» Work order: Would you reproduce the entries that follow exactly as they appear?

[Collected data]
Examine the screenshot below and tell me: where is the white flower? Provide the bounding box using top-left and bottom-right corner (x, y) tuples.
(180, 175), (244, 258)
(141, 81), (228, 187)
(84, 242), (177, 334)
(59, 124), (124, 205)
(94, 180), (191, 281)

» Completed exercise:
Examine the screenshot below and tell me: where is the white flower? Provide the bounding box using top-left and bottom-right corner (x, y) tuples.
(180, 175), (244, 258)
(141, 81), (228, 187)
(84, 242), (177, 334)
(59, 124), (124, 205)
(94, 180), (191, 281)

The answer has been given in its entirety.